* Start *

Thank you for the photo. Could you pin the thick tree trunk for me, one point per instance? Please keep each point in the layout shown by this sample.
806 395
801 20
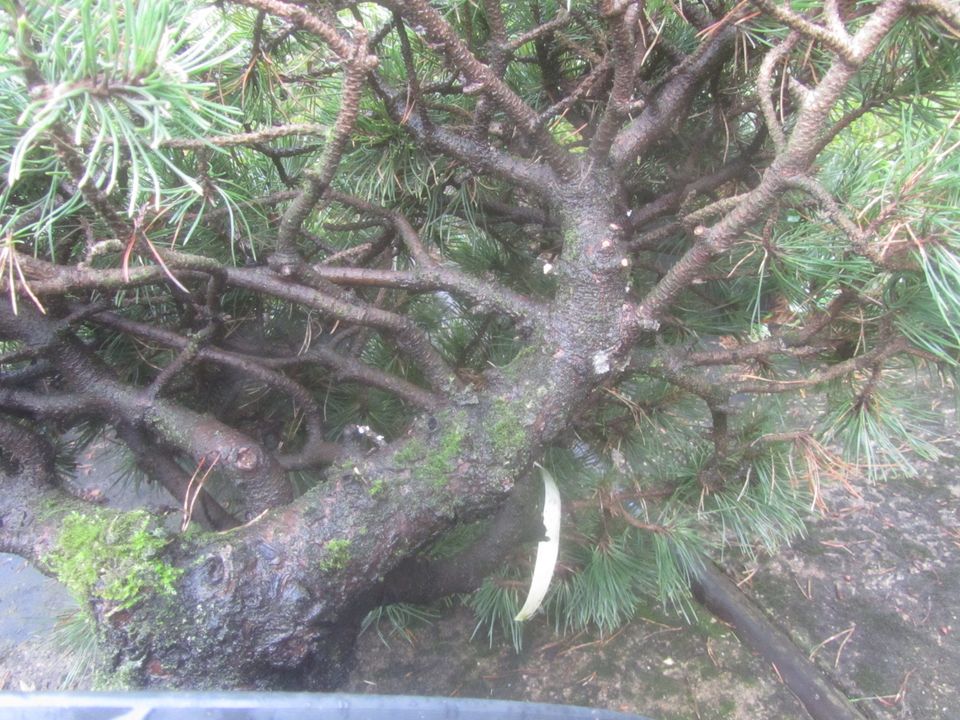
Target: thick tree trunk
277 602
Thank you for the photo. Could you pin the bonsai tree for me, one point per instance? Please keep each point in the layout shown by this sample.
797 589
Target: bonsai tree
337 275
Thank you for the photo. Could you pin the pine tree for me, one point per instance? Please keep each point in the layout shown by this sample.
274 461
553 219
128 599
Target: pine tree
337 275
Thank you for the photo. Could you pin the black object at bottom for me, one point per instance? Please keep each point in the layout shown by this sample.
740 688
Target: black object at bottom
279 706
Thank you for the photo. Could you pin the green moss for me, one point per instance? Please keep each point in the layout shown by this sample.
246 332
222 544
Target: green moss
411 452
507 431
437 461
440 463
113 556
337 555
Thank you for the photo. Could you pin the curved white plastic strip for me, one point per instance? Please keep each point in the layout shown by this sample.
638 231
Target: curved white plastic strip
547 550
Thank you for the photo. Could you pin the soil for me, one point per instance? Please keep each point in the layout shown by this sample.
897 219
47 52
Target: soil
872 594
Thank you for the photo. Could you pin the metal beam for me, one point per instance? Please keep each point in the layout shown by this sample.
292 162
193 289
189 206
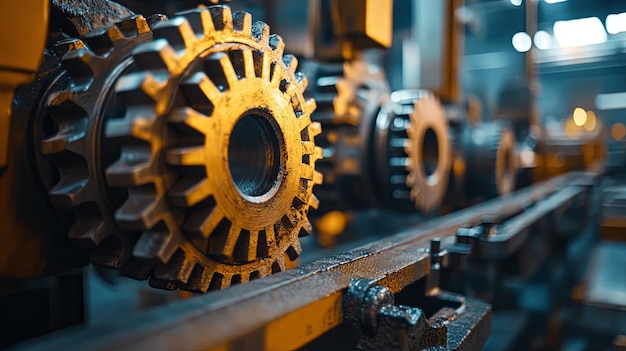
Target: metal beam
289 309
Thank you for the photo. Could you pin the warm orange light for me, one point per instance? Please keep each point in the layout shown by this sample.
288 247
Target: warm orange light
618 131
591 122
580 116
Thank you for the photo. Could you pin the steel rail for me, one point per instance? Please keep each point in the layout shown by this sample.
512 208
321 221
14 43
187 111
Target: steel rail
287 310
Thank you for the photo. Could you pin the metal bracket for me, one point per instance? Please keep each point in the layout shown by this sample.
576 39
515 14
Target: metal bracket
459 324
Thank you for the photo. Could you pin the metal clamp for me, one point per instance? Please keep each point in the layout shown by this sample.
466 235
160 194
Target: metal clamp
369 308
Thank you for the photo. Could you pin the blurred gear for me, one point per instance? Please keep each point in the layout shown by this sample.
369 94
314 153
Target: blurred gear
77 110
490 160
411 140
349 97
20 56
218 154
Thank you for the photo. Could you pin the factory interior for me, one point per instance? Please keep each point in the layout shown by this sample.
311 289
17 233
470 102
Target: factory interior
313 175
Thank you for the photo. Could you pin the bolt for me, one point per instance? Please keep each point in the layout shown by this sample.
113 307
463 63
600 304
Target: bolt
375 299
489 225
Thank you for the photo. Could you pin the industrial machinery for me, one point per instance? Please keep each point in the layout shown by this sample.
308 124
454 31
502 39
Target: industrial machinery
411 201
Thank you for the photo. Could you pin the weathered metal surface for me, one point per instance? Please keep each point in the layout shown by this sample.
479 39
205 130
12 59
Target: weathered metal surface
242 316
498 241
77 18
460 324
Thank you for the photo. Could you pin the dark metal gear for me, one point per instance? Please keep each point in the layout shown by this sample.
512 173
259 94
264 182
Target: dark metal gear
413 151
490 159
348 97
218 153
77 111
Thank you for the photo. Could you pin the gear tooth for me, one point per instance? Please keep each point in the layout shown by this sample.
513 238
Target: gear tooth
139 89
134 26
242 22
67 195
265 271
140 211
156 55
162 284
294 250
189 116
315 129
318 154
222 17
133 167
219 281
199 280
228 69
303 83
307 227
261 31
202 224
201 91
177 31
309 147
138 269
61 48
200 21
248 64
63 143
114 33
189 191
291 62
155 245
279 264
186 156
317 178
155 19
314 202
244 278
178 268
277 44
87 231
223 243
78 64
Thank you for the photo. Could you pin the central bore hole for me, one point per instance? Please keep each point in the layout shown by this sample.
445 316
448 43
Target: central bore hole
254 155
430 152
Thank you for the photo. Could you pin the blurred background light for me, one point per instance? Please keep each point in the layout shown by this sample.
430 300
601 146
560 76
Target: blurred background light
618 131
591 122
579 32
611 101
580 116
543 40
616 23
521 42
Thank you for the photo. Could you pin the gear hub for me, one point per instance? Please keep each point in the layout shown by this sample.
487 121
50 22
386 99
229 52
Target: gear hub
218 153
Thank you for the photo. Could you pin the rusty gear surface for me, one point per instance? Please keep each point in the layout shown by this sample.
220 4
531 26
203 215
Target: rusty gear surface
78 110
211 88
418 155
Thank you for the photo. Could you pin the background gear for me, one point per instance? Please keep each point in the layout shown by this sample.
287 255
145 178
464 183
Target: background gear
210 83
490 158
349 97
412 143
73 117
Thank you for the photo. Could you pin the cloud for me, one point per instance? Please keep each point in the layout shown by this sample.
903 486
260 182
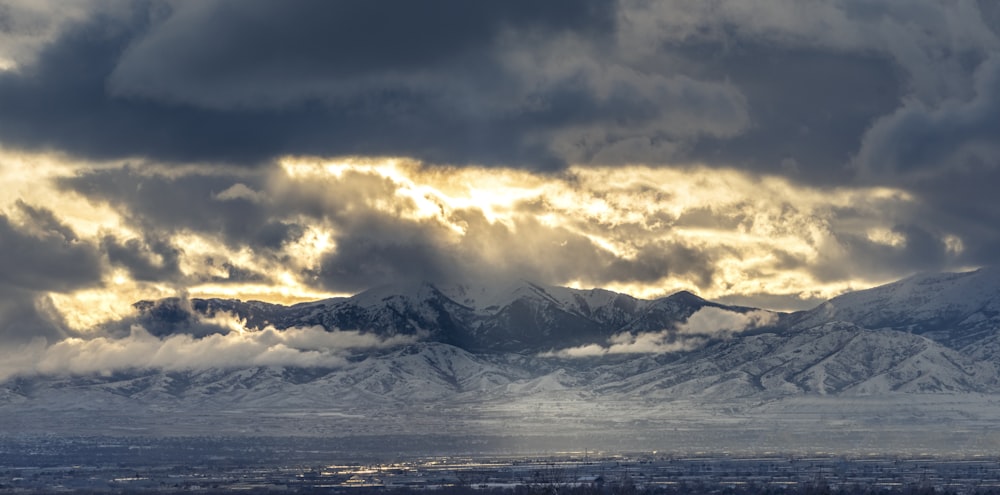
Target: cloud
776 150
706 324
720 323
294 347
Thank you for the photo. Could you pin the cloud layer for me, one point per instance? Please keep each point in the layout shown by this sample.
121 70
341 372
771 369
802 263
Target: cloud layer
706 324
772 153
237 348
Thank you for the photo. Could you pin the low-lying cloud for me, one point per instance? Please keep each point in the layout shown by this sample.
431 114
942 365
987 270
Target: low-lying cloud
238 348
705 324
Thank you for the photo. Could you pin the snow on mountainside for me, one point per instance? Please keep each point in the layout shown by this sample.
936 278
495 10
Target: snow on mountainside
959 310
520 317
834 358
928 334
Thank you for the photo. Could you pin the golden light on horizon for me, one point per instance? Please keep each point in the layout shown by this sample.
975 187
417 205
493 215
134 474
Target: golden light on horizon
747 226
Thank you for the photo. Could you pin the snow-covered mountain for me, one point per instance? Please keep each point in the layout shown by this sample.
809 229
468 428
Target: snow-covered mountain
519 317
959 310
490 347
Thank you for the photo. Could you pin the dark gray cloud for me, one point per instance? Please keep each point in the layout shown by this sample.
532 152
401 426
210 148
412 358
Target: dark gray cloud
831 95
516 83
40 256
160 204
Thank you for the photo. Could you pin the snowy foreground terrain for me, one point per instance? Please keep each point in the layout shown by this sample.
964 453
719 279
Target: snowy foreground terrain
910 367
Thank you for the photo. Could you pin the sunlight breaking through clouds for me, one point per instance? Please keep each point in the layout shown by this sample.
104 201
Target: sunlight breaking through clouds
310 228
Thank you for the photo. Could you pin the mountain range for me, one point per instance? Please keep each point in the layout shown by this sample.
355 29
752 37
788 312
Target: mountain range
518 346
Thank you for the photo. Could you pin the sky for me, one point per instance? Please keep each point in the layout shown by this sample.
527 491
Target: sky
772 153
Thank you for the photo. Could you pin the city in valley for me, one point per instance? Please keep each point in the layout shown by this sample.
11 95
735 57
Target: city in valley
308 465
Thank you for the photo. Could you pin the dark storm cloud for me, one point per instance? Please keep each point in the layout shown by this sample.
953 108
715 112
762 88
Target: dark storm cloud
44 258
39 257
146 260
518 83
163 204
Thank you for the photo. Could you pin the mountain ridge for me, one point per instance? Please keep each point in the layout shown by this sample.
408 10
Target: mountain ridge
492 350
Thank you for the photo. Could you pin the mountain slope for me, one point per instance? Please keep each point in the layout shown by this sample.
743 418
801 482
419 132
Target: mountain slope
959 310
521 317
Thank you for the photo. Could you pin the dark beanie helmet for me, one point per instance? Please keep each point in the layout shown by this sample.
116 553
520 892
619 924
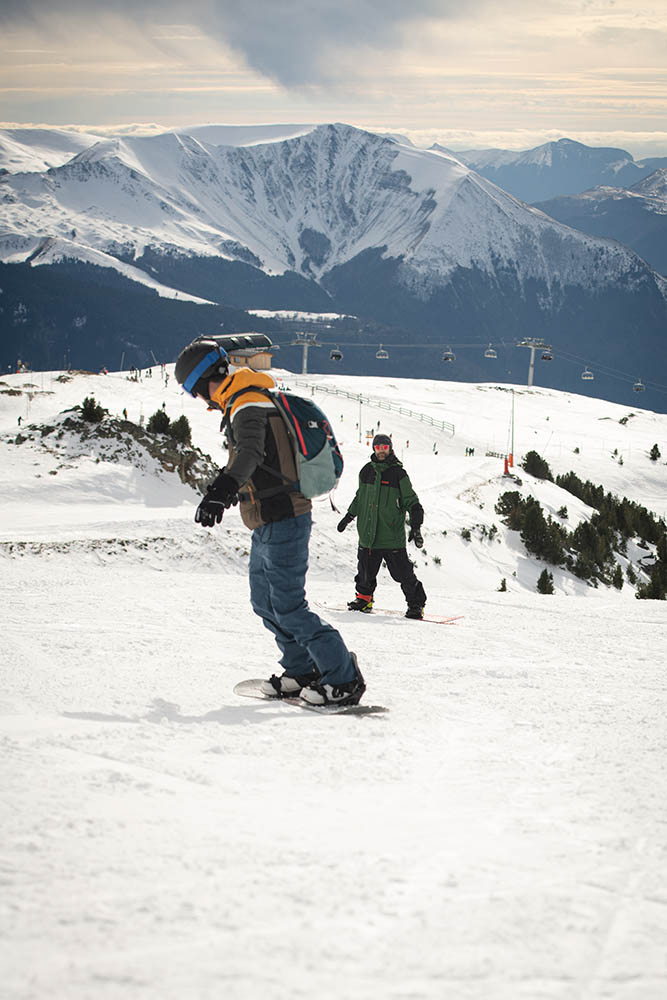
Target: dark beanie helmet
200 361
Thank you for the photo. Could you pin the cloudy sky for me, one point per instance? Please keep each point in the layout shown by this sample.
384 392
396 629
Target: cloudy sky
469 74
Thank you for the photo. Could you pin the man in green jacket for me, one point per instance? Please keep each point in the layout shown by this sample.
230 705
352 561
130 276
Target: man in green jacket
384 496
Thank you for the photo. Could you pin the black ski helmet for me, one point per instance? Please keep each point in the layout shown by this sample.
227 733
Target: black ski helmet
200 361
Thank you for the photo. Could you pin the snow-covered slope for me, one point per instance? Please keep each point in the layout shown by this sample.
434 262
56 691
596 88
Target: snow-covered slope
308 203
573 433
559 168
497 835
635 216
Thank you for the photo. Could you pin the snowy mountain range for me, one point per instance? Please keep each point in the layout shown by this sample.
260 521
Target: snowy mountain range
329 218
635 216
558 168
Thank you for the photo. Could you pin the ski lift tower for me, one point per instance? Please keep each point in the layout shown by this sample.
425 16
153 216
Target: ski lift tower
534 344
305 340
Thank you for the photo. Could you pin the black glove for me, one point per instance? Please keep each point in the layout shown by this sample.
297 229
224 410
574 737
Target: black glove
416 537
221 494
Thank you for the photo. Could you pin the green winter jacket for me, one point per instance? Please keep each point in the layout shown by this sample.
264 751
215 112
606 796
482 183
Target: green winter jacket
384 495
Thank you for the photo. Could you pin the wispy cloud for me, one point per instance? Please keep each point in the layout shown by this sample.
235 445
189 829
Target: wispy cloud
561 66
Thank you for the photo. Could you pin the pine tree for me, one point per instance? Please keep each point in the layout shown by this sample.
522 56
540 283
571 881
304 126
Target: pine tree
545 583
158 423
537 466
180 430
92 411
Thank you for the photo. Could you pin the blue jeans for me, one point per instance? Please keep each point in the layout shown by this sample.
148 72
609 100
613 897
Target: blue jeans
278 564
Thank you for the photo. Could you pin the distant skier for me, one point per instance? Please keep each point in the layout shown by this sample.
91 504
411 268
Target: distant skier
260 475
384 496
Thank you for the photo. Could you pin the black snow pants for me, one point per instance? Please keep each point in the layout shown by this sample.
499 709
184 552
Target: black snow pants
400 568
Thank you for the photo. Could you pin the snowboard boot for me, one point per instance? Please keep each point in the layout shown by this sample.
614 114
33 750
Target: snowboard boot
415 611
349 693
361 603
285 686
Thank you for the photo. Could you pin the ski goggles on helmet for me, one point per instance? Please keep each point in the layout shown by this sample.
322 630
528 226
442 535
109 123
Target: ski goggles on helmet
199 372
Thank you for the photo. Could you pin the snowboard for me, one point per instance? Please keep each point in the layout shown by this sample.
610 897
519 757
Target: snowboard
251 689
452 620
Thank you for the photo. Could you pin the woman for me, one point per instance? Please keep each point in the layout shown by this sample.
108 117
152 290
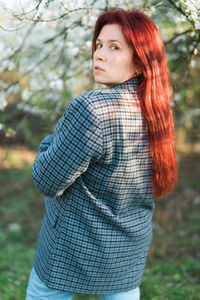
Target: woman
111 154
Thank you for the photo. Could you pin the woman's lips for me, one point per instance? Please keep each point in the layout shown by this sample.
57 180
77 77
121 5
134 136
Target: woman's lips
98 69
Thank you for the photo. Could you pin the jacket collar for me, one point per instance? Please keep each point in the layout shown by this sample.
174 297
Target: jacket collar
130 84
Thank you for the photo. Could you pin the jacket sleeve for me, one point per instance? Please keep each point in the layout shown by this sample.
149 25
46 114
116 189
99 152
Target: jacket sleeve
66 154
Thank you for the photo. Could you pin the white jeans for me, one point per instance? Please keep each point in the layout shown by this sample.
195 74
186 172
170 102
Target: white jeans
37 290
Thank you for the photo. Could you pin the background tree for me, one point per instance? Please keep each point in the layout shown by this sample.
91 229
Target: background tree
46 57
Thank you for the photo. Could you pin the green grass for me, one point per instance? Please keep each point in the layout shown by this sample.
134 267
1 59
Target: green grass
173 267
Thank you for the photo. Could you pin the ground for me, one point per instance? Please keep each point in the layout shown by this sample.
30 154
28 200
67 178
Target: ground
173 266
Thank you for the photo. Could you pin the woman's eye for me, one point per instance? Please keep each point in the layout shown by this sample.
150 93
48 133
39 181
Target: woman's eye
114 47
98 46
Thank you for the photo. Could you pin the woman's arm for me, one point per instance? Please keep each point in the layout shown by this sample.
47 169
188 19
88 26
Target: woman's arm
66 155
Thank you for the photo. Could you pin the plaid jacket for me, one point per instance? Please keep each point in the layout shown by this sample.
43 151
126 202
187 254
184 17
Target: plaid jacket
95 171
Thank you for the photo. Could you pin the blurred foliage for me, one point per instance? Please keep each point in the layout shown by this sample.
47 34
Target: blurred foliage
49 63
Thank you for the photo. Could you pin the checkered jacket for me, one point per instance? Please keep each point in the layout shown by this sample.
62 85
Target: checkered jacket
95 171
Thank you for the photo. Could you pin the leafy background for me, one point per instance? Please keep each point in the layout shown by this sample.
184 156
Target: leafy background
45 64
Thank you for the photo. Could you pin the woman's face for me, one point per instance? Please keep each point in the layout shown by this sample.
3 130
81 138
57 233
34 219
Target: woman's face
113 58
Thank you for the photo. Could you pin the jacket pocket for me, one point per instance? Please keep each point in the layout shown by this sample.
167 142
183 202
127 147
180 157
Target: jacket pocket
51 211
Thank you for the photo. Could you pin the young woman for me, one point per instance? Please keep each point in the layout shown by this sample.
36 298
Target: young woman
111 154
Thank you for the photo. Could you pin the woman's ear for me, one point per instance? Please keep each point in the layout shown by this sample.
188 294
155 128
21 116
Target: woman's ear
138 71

* End *

Could you edit the listing from the line with "Thank you for the photo. Could you pin the woman's eye" through the end of the listing, changing "jacket" to "coat" and leaving everything else as it is? Give only those lines.

Thank you for the photo. Could you pin the woman's eye for me, one point per instance? Please keep each point in the layout shown by this sample.
150 93
48 133
39 181
Target: woman's eye
114 47
98 46
Thank you for the photo. Could you pin the woman's arm for me, one point per instance? Please keep each point in the layout shown by this sample.
47 169
188 19
88 26
Target: woman's arm
66 155
Thank you for the photo. Could you pin the plaid coat for me, one point per instance? Please keep each point in the layout shown by this sample.
43 151
126 202
187 254
184 17
Target: plaid coat
95 171
Thank you for the photo. Could you pin the blurred foliage for me, one point per instance? Please keep each point in the layout shown by this sample.
47 34
Target: blurred foliage
49 63
Thank you for the photo. Could you pin the checkered coat for me, one point per instance? Please keep each point in the layout shown by this sample.
62 85
Target: checkered coat
95 171
Thank you for the photo. Could you pin the leafy background for me, one point per instance? Please keep each point in the layout shown by this sample.
184 156
Target: leafy background
45 64
Thank you for the photo. Could you pin the woman's face for me, one point per instance? Please keep each point in the layout shown by this sample.
3 130
81 138
57 233
34 219
Target: woman's face
113 58
Thank you for the photo. Could you pin the coat pocket for me, one point per instance? Please keep each point in the layout shown by this sample.
167 142
183 202
127 147
180 157
Target: coat pocket
51 211
Thank you for the photo. Could you pin the young woman for me, one point per instance? Please keep each point in the layout shown by this sample.
36 298
Target: young woman
111 154
Thank you for the photo. Could you pin the woman's ear for me, one point per instance? Please keep each point in the layout shown by this sample.
188 294
155 128
21 116
Target: woman's ear
138 71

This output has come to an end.